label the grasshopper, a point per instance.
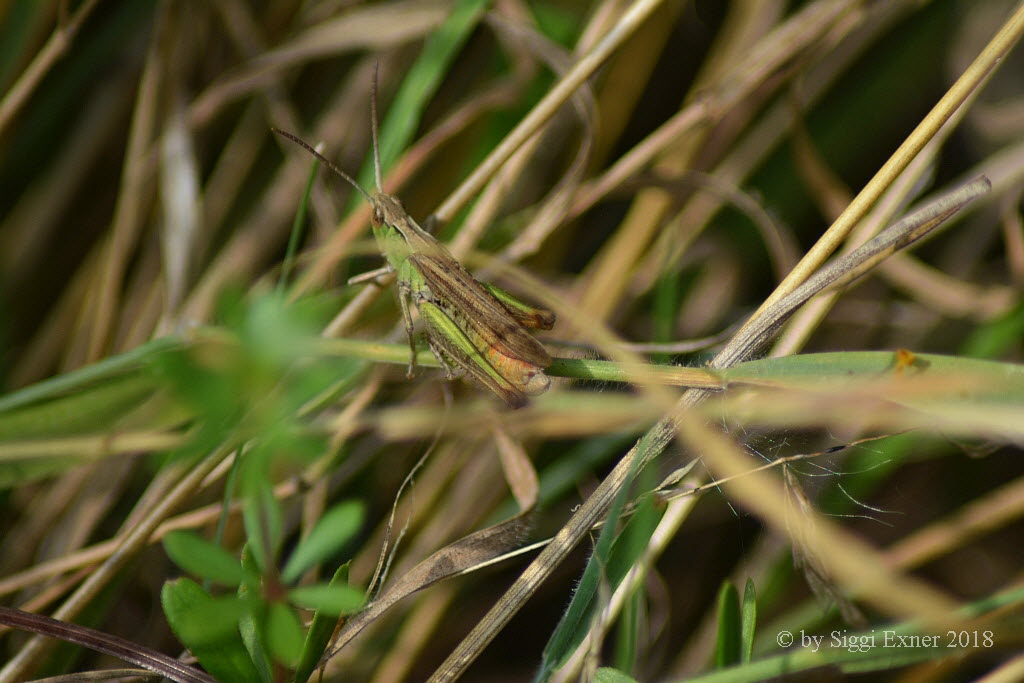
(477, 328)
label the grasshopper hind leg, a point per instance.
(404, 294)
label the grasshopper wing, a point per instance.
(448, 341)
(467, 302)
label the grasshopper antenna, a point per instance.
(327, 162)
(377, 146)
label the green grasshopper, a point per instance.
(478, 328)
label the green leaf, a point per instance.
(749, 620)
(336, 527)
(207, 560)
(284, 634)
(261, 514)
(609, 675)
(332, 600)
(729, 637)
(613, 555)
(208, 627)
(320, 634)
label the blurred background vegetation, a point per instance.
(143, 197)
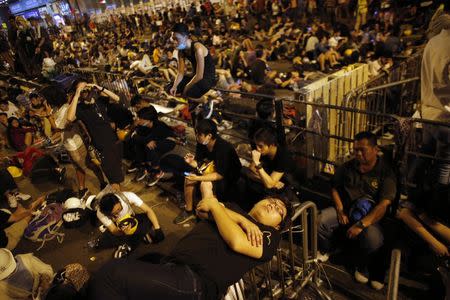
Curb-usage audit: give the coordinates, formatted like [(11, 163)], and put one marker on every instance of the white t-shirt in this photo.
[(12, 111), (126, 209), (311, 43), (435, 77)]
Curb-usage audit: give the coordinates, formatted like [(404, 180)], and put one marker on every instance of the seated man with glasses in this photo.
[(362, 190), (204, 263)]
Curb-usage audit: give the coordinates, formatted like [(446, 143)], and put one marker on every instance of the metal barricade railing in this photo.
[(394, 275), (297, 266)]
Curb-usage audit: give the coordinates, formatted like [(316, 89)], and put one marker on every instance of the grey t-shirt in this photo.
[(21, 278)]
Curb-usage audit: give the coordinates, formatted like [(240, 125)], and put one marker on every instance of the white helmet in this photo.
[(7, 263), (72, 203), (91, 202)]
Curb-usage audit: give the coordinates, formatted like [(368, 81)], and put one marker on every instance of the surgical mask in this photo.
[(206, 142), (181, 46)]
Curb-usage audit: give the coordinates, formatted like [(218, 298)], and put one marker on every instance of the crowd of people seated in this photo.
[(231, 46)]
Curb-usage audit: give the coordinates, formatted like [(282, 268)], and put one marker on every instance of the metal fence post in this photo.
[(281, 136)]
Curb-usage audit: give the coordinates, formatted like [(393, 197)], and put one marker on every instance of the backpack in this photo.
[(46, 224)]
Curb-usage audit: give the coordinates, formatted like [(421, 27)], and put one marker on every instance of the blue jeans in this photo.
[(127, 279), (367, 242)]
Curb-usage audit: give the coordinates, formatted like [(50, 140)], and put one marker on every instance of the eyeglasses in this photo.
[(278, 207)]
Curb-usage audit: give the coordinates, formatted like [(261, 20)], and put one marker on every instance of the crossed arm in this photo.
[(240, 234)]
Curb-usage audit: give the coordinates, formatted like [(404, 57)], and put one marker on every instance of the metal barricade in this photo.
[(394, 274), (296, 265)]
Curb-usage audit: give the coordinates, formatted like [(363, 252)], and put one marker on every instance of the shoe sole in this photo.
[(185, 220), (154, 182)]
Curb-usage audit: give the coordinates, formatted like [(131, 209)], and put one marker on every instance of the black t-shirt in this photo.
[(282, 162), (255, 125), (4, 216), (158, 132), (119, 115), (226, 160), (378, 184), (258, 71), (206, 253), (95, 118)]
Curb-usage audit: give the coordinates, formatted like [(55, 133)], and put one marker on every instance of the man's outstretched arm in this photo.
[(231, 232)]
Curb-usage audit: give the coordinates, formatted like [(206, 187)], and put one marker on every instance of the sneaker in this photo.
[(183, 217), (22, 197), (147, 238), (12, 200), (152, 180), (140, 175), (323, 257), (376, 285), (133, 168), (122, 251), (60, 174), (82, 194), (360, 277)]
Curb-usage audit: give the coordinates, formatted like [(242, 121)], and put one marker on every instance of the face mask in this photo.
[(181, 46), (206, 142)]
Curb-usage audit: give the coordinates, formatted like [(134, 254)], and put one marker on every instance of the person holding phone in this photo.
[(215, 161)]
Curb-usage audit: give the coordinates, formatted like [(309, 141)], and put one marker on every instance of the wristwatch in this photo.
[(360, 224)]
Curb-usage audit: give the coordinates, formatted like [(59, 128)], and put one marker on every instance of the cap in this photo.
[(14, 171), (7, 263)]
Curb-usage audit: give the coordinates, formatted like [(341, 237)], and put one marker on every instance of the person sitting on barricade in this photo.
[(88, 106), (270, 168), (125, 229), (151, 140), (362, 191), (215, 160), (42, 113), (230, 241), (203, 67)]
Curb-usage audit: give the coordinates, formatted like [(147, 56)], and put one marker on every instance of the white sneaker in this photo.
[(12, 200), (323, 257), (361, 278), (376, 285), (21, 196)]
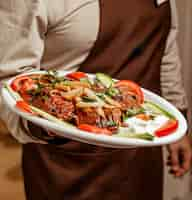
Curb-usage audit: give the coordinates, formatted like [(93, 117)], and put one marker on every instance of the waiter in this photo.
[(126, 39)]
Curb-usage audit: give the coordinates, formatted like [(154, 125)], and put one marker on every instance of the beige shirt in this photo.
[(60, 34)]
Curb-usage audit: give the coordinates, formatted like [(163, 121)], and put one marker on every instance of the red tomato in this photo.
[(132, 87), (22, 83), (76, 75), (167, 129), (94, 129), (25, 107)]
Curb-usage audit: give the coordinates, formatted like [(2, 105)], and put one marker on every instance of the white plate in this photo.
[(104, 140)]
*****
DIRECTIONS FOR THIS TASK:
Please rewrite the records above as a JSON list of strings with one string per line, skipping blank lines. Leave the pictures out.

TASK RESPONSE:
[
  "label the grasshopper, a point per instance.",
  "(477, 328)",
  "label the grasshopper hind leg, a point per instance.",
  "(404, 294)",
  "label the grasshopper wing, a point per instance.",
  "(448, 341)",
  "(467, 302)",
  "label the grasshopper antenna, a point per instance.",
  "(327, 162)",
  "(377, 146)",
  "label the green grasshopper, a point per instance.",
  "(478, 328)",
  "label the green leaf, a point per instance.",
  "(749, 620)",
  "(336, 527)",
  "(207, 560)",
  "(284, 634)",
  "(261, 514)",
  "(609, 675)",
  "(332, 600)",
  "(729, 637)",
  "(613, 555)",
  "(208, 627)",
  "(320, 634)",
  "label the blurred background vegetation, a point per instance.",
  "(143, 197)",
  "Curb-usage audit: give the coordinates, formatted like [(11, 163)], and put one marker on every instance of the white t-shirt in this photo.",
  "[(12, 111), (126, 209), (311, 43), (435, 77)]",
  "Curb-usage audit: give the coordinates, formatted like [(404, 180)], and put one marker on every instance of the seated man with glasses in this photo.",
  "[(362, 190), (204, 263)]",
  "Curb-usage audit: give the coordinates, formatted like [(446, 143)], and put one marker on every instance of the metal barricade railing in this photo.",
  "[(394, 275), (297, 266)]",
  "Curb-usage audit: give the coordinates, formatted like [(316, 89)], and put one marker on every instance of the grey t-shirt in this photo.",
  "[(21, 278)]",
  "Curb-usage audit: give the coordinates, formatted like [(240, 125)], and put one marker on every instance of the white helmet in this photo.",
  "[(7, 263), (72, 203), (91, 202)]",
  "Curb-usage audit: give the coordinates, formatted like [(368, 81)], and put one marker on every instance of the surgical mask in this photo.",
  "[(206, 142), (181, 46)]",
  "Curb-usage audit: give the coordinates, formatted like [(218, 298)], and put one marker on every instance of the crowd of people seated in this photo.",
  "[(231, 46)]",
  "Curb-usage audit: give the coordinates, formatted like [(282, 268)], and put one marker on every instance of the metal fence post in this photo.",
  "[(281, 136)]",
  "Curb-usage audit: give the coordinates, formatted like [(393, 197)], and put one marker on every instance of the backpack in this photo.",
  "[(46, 224)]",
  "Curb-usage audit: give the coordinates, formatted like [(421, 27)], and put one marker on every instance of the blue jeans in this photo.",
  "[(127, 279), (367, 242)]",
  "Curb-usage audit: give the coordinates, formatted like [(50, 140)], and put one marker on every instance of the eyeglasses in this photo.",
  "[(278, 207)]",
  "Curb-usage audit: give the coordinates, formatted like [(261, 20)], and put one marker on every instance of the crossed arm in this photo.",
  "[(240, 234)]",
  "Curb-usage audit: give the coordinates, formatted like [(404, 57)], and put one marker on every instance of the metal barricade in this photo.",
  "[(394, 274), (296, 265)]",
  "Curb-usage audit: give the coordinates, formatted like [(363, 252)], and put one marker on every instance of the shoe sole in this photo.",
  "[(185, 220), (154, 182)]",
  "Curb-usage audit: give the coordinates, formatted like [(131, 209)], and put one marker on every instance of the black t-shirt in this photo.",
  "[(282, 162), (255, 125), (4, 216), (158, 132), (119, 115), (226, 160), (378, 184), (258, 71), (206, 253), (95, 118)]",
  "Curb-usage audit: give the coordinates, formatted like [(55, 133)], and put one marker on every instance of the man's outstretched arm in this photo.",
  "[(231, 232)]",
  "Curb-usage audit: give the coordinates, formatted like [(206, 187)], and put one marker on every instance of the sneaker in this photo.",
  "[(183, 217), (22, 197), (147, 238), (12, 200), (152, 180), (140, 175), (323, 257), (376, 285), (133, 168), (122, 251), (60, 174), (82, 194), (360, 277)]",
  "Curb-usage audit: give the coordinates, formatted like [(242, 121)], and put one marker on every instance of the face mask in this photo.",
  "[(181, 46), (206, 142)]",
  "Curb-usage audit: give the coordinates, formatted like [(134, 254)], and put one marker on every instance of the person holding phone in this photo.",
  "[(215, 161)]",
  "Curb-usage audit: give the coordinates, formatted like [(309, 141)], and put one marker on every instance of the wristwatch in this photo.",
  "[(360, 224)]",
  "Curb-usage audit: give the coordinates, formatted like [(59, 128)], and put one marker on every instance of the cap in this photo.",
  "[(14, 171), (7, 263)]",
  "Curb-usage audit: give the coordinates, formatted like [(341, 237)], and put one marker on every instance of the person sitting on barricade in this photo.",
  "[(88, 106), (270, 168), (125, 229), (151, 140), (362, 191), (215, 160), (42, 113), (230, 241), (203, 67)]",
  "Curb-usage audit: give the coordinates, formatted like [(147, 56)], and put one marker on every instance of the white sneaker in this photo.",
  "[(12, 200), (323, 257), (361, 278), (376, 285), (21, 196)]",
  "Curb-usage audit: give the coordinates, formatted like [(93, 117)], and put one marker on every instance of the waiter in this photo.",
  "[(126, 39)]",
  "Curb-usage audit: give the coordinates, formatted like [(154, 125)], and put one marker on every instance of the beige shirt in this photo.",
  "[(60, 34)]",
  "Curb-usage audit: give the coordinates, formatted like [(163, 121)], and put one marker on every instance of the red tomato in this photo.",
  "[(132, 87), (22, 83), (76, 75), (167, 129), (94, 129), (25, 107)]",
  "Curb-usage audit: give the coordinates, formatted like [(2, 105)], and put one marker on every instance of the white plate in this photo.",
  "[(104, 140)]"
]